## Box annotations for photos:
══════════════════════════════
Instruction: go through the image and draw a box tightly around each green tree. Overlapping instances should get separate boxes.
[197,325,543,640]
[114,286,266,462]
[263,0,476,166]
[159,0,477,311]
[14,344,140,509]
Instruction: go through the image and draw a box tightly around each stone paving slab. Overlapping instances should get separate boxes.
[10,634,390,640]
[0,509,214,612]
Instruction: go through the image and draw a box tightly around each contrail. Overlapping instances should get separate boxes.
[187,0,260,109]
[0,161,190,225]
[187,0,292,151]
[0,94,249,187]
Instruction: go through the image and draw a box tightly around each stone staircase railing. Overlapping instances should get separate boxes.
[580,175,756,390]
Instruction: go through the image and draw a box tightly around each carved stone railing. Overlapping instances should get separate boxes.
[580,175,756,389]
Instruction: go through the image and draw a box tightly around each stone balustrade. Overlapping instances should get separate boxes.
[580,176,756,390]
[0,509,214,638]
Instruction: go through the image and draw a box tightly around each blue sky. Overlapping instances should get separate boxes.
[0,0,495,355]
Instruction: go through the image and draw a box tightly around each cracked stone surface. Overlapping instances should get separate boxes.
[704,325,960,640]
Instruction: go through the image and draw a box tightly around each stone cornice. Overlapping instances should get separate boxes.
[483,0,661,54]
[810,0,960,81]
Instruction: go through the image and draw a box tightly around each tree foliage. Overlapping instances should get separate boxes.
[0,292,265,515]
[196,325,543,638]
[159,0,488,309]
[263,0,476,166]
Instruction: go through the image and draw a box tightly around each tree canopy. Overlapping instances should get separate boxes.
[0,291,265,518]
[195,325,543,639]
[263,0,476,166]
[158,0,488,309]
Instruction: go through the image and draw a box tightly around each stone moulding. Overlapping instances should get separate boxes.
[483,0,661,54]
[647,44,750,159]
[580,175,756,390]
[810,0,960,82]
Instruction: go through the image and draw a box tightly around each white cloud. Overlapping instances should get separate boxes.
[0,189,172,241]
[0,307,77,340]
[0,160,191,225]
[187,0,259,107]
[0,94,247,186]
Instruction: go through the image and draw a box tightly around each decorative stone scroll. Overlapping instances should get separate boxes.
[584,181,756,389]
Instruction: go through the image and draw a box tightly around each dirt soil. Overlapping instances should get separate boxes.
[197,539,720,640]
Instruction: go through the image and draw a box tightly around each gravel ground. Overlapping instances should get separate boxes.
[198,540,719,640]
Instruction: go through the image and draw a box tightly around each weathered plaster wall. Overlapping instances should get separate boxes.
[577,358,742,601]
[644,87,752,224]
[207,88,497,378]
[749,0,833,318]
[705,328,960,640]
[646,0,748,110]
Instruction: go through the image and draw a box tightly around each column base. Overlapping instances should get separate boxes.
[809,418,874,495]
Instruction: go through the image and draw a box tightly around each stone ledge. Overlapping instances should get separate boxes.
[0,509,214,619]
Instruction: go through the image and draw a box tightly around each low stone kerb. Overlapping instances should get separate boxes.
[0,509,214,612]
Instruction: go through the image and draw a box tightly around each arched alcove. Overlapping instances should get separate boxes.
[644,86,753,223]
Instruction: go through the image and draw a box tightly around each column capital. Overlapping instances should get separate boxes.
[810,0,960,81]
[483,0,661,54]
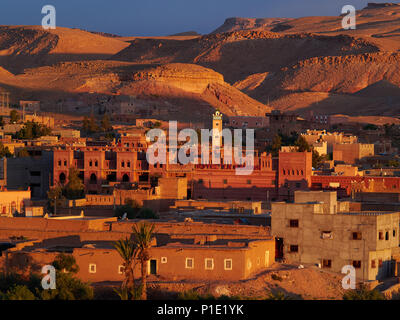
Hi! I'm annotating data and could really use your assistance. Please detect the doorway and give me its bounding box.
[275,238,283,260]
[150,259,157,274]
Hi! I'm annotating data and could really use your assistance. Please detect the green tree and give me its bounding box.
[132,222,155,300]
[37,271,94,300]
[0,142,12,158]
[388,159,400,168]
[15,121,51,140]
[10,110,21,123]
[63,167,85,199]
[113,238,137,300]
[137,208,160,219]
[3,285,36,300]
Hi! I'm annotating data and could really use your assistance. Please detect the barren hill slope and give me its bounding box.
[112,31,378,83]
[0,26,129,73]
[1,60,271,122]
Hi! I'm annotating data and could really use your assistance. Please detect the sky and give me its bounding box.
[0,0,394,36]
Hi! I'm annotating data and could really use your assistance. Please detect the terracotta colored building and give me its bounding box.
[0,218,275,282]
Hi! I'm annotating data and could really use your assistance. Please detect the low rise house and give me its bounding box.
[271,191,400,281]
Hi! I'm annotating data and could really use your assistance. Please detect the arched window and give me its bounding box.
[89,173,97,184]
[11,201,17,214]
[122,173,129,182]
[59,172,67,184]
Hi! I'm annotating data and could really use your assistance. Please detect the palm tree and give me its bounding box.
[113,238,137,291]
[132,222,155,300]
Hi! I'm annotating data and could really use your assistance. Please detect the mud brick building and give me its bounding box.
[0,218,275,282]
[271,191,400,281]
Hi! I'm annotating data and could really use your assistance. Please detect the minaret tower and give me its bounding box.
[212,110,222,147]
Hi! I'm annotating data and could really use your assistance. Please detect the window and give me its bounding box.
[118,265,124,274]
[185,258,194,269]
[289,219,299,228]
[89,263,96,273]
[321,231,333,239]
[204,258,214,270]
[224,259,232,270]
[353,232,362,240]
[322,259,332,268]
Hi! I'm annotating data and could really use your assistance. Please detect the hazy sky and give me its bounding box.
[0,0,394,36]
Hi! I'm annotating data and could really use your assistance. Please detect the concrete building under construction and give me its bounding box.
[271,191,400,281]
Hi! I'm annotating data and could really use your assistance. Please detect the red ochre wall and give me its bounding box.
[2,239,275,283]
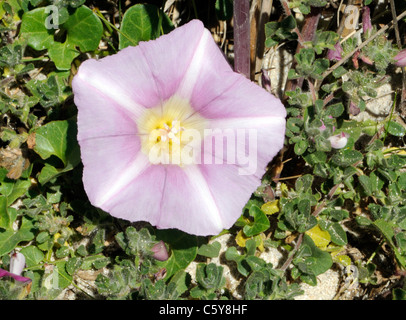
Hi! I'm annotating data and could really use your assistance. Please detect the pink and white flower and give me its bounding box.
[72,20,286,235]
[0,252,32,283]
[328,132,350,149]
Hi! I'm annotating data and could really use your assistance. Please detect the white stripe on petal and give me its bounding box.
[76,68,145,119]
[177,29,212,99]
[93,152,151,207]
[183,165,224,232]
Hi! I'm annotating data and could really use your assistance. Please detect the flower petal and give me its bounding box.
[157,165,224,236]
[138,20,222,100]
[198,73,286,120]
[202,117,285,177]
[72,46,161,116]
[10,252,25,276]
[102,165,166,226]
[72,75,137,142]
[79,135,150,210]
[199,164,261,228]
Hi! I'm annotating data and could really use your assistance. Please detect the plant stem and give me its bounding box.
[234,0,250,79]
[315,11,406,91]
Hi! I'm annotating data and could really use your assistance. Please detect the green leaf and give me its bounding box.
[327,222,348,246]
[61,6,103,52]
[374,219,406,268]
[53,260,73,289]
[331,150,364,167]
[119,4,173,50]
[34,120,80,168]
[386,121,406,137]
[20,8,55,50]
[243,205,270,237]
[294,140,309,156]
[48,42,80,70]
[20,6,103,70]
[20,246,44,268]
[300,234,333,276]
[0,217,35,256]
[156,229,197,279]
[0,196,13,229]
[197,241,221,258]
[215,0,233,20]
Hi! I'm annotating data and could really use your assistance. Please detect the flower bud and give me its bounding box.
[10,252,25,276]
[362,6,372,33]
[151,241,169,261]
[328,132,349,149]
[327,42,343,61]
[393,49,406,67]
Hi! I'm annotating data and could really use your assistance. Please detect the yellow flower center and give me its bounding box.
[137,96,206,166]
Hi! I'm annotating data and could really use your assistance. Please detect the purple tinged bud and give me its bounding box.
[10,252,25,276]
[0,252,31,282]
[261,69,271,92]
[349,101,361,116]
[319,121,327,132]
[327,42,343,61]
[151,241,169,261]
[393,49,406,67]
[362,6,372,33]
[328,132,350,149]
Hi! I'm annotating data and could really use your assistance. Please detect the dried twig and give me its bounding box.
[315,11,406,90]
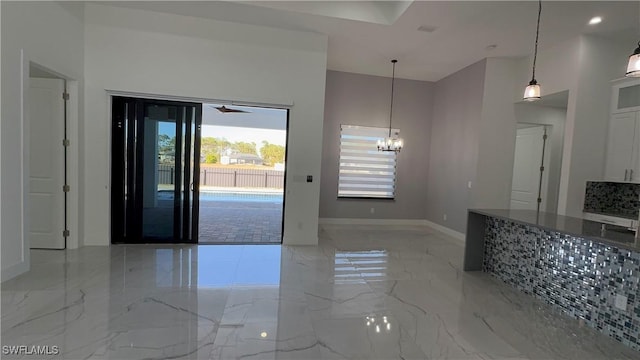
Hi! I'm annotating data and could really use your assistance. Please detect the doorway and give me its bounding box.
[111,96,202,243]
[511,124,549,211]
[28,63,69,250]
[111,96,289,244]
[198,103,289,244]
[510,91,569,213]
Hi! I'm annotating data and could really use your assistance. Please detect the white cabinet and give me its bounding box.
[611,78,640,114]
[605,111,640,182]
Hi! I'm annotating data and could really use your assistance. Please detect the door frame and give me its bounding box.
[193,102,291,245]
[19,54,82,250]
[104,89,294,246]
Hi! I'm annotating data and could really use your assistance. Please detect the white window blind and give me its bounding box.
[338,125,399,199]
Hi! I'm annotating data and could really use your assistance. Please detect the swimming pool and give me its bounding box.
[200,190,283,203]
[158,190,284,203]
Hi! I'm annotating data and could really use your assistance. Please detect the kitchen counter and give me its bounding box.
[469,209,640,252]
[464,209,640,351]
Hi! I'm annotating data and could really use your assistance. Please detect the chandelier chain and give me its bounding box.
[531,0,542,81]
[389,60,398,137]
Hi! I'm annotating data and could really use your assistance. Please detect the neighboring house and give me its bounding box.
[220,153,264,165]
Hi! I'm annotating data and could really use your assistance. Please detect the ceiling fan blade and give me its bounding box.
[216,105,248,114]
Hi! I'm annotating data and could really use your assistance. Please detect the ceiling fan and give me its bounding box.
[211,105,249,114]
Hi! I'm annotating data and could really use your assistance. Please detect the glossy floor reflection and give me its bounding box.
[1,226,640,359]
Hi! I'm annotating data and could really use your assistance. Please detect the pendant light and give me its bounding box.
[378,59,404,153]
[624,41,640,77]
[524,0,542,101]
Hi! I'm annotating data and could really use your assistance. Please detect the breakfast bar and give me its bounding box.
[464,210,640,350]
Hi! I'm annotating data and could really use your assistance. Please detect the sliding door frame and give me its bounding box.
[111,95,202,243]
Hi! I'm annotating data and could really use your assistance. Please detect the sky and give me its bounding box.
[159,104,287,149]
[202,125,287,148]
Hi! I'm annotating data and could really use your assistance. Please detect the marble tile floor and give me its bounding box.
[1,225,640,359]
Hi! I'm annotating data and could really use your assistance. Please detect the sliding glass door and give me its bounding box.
[111,97,202,243]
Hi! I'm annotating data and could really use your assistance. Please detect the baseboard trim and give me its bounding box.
[424,220,466,243]
[318,218,427,225]
[1,261,29,282]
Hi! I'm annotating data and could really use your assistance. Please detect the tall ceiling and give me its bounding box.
[100,0,640,81]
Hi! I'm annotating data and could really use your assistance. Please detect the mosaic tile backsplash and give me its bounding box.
[483,217,640,350]
[584,181,640,219]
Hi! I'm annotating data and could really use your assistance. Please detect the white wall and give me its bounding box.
[320,71,434,220]
[515,103,567,213]
[83,4,327,245]
[470,58,517,209]
[513,36,633,217]
[424,60,486,232]
[0,1,84,280]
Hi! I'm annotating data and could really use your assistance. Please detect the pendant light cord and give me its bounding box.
[389,59,398,137]
[531,0,542,81]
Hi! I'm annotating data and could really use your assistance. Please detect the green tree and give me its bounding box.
[260,141,285,165]
[204,154,218,164]
[200,137,231,164]
[231,141,258,155]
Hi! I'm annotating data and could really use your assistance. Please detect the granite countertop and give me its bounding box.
[469,209,640,252]
[582,209,638,220]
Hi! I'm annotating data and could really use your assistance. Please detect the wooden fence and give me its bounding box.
[158,165,284,189]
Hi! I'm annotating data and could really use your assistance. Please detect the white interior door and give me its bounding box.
[511,126,549,210]
[29,78,65,249]
[605,112,637,181]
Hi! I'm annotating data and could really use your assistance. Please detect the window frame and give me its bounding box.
[337,124,400,201]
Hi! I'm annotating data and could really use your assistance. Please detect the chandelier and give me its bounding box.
[378,59,403,153]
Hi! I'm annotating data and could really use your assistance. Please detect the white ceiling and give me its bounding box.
[97,0,640,81]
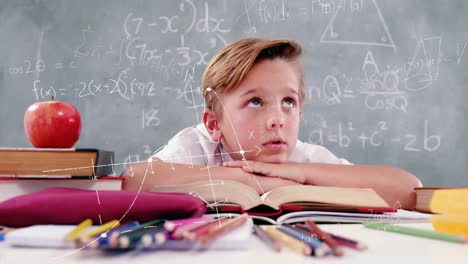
══════════════════════════════
Convert the data from the line with "sky. Overlapping instances should get separate boxes." to the line with "[198,540,719,640]", both lines included, into a numbered list, leaving out any blank lines.

1. Instruction: go through the image and draw a box tightly around each blue sky. Overlapping instances should get separate boxes.
2. [0,0,495,355]
3. Instruction: go through the image and draw a box tightly around each cracked stone surface. Overlapping instances should get separate boxes.
4. [704,325,960,640]
5. Instruction: go through the image and draw a box tightly around each stone cornice. Overlapping instances should get separate boxes.
6. [483,0,661,54]
7. [810,0,960,81]
8. Instruction: go through the image and draw a box tightly around each tree foliage. Overlapping instances should get separate boxes.
9. [0,292,265,515]
10. [196,325,543,638]
11. [159,0,488,309]
12. [263,0,476,166]
13. Instruction: go through the image and draw a box tightly around each tree canopy. Overlapping instances should get separate boxes.
14. [0,291,265,518]
15. [195,325,543,639]
16. [263,0,476,166]
17. [158,0,488,309]
18. Instruction: go through the image and draw a box tightly around each stone moulding. Overlapping instances should get separate boxes.
19. [483,0,661,54]
20. [647,44,750,159]
21. [580,175,756,390]
22. [810,0,960,82]
23. Instruction: go through the image and draw a box tightly around each white cloud. Overlapping instances should get separate boxes.
24. [0,189,172,241]
25. [0,307,77,340]
26. [0,160,191,225]
27. [187,0,259,107]
28. [0,94,247,186]
29. Instruction: go through the image and draw a box tightly around each decorative stone scroll. Overlapping instances should get separate boxes.
30. [584,181,756,389]
31. Instruction: go through the image and draw a box tightly around each dirt soil. Overlapping instances should get separate boxes.
32. [197,539,720,640]
33. Instruction: go through the image and draw a box tightly around each gravel ground. Overlapping instances should get separate boxes.
34. [198,540,719,640]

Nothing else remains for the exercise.